··· Provided information ···

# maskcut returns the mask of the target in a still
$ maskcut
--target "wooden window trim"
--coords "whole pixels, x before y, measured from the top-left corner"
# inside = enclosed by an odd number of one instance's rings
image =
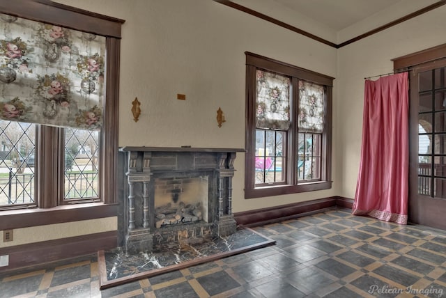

···

- _Objective_
Can you quote the lines above word for word, omitting the picture?

- _Result of this task_
# maskcut returns the mask of the target in a still
$ maskcut
--target "wooden window trim"
--coords "whole pixels, x before y, measured from the top-left corner"
# inside = enclosed by an odd number of one instance's rings
image =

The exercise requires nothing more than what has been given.